Saved data entries:
==*==

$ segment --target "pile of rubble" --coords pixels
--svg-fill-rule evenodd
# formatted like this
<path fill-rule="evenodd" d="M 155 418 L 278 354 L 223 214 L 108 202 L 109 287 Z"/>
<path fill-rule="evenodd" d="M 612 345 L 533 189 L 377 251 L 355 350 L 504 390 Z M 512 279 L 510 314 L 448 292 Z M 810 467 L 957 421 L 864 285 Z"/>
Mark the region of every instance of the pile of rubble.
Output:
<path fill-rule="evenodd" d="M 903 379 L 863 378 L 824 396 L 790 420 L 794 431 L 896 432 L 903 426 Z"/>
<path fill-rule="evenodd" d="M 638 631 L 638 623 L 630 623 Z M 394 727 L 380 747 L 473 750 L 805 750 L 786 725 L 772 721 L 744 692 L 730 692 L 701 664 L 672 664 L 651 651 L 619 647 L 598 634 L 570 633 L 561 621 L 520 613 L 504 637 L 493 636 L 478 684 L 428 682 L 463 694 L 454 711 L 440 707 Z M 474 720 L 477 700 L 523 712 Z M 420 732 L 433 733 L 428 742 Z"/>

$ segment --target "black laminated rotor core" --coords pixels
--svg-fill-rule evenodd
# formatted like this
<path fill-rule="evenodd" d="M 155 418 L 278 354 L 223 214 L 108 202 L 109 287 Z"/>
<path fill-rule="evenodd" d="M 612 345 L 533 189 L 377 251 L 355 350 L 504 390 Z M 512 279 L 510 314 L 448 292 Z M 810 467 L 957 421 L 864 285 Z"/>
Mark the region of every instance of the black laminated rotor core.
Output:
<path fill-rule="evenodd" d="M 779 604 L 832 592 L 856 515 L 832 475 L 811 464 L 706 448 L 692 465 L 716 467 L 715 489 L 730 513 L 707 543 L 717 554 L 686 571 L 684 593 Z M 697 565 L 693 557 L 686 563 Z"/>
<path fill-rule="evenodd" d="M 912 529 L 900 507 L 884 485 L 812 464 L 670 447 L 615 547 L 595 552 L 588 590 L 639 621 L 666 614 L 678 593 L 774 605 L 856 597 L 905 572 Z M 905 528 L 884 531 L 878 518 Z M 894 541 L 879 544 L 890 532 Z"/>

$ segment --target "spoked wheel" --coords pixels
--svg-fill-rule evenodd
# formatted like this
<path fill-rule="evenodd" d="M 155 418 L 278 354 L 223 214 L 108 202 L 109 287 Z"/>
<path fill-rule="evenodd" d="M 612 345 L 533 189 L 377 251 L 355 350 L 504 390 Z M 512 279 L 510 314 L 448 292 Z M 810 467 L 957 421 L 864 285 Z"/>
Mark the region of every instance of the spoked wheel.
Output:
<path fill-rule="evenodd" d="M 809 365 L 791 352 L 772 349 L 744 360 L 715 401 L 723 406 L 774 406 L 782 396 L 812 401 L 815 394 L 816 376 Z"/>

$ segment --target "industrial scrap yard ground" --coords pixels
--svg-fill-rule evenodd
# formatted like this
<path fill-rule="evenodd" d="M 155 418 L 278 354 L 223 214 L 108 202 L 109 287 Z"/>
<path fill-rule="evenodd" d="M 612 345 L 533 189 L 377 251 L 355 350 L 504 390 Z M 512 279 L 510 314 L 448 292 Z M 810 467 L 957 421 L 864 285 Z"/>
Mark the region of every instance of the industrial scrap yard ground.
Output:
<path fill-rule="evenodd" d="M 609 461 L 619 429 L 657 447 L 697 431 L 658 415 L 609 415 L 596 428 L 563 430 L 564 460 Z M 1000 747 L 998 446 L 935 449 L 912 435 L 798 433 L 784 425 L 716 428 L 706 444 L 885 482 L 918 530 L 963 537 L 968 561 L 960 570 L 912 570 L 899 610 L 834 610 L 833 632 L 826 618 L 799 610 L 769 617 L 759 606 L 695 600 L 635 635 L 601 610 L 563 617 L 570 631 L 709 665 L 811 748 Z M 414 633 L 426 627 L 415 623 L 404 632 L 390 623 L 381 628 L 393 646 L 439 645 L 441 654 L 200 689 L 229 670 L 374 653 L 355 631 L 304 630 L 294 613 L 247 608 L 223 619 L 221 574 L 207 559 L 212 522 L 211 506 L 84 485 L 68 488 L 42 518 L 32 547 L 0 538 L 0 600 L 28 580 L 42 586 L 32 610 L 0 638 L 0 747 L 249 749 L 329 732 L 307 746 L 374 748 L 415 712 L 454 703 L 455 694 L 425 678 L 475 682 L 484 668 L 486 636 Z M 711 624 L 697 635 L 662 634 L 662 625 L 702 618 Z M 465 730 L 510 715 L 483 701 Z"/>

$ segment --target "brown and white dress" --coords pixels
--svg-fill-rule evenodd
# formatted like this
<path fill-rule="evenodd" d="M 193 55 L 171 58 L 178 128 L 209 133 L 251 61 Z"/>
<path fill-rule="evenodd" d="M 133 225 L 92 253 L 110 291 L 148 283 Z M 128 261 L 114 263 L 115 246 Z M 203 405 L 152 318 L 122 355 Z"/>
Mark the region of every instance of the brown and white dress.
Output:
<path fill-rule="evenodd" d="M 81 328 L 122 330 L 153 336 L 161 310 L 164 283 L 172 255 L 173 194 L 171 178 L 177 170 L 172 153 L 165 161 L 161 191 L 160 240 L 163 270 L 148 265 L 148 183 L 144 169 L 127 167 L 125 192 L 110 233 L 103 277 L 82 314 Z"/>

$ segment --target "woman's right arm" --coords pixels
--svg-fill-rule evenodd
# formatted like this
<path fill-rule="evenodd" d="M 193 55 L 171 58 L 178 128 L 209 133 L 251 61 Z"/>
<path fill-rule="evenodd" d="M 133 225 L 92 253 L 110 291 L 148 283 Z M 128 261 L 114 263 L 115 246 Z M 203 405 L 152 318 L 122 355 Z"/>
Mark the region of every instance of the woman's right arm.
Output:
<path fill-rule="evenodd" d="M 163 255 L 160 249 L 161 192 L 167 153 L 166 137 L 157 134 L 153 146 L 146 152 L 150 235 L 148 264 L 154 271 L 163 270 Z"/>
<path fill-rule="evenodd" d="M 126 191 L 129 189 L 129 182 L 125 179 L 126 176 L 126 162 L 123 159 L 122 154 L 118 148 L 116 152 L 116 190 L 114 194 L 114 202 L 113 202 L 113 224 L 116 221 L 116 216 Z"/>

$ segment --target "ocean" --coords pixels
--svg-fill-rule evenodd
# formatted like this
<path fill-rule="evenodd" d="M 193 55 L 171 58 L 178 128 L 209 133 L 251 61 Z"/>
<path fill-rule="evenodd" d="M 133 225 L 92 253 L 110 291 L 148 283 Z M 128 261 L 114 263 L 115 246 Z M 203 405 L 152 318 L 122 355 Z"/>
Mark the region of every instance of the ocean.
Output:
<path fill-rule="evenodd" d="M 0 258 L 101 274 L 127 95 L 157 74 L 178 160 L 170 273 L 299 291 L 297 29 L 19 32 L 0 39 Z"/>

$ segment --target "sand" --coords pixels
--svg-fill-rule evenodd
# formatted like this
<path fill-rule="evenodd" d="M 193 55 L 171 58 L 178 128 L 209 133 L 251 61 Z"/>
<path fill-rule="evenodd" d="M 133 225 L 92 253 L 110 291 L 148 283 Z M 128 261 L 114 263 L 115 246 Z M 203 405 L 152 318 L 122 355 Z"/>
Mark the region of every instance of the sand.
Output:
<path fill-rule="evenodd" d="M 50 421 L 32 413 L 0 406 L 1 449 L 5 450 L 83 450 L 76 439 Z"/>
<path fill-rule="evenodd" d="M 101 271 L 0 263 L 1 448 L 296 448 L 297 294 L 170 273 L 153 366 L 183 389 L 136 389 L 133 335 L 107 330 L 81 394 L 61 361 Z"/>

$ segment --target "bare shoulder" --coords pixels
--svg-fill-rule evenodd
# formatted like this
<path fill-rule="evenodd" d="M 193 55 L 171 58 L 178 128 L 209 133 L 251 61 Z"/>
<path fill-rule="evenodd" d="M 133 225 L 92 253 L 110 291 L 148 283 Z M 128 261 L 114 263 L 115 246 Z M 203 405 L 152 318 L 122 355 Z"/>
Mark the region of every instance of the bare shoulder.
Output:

==*==

* [Assignment] Look through the entries above; copy every line holding the string "rubble".

* [Answer box]
$ segment --target "pile of rubble" --coords pixels
Mark the region of every instance of the pile of rubble.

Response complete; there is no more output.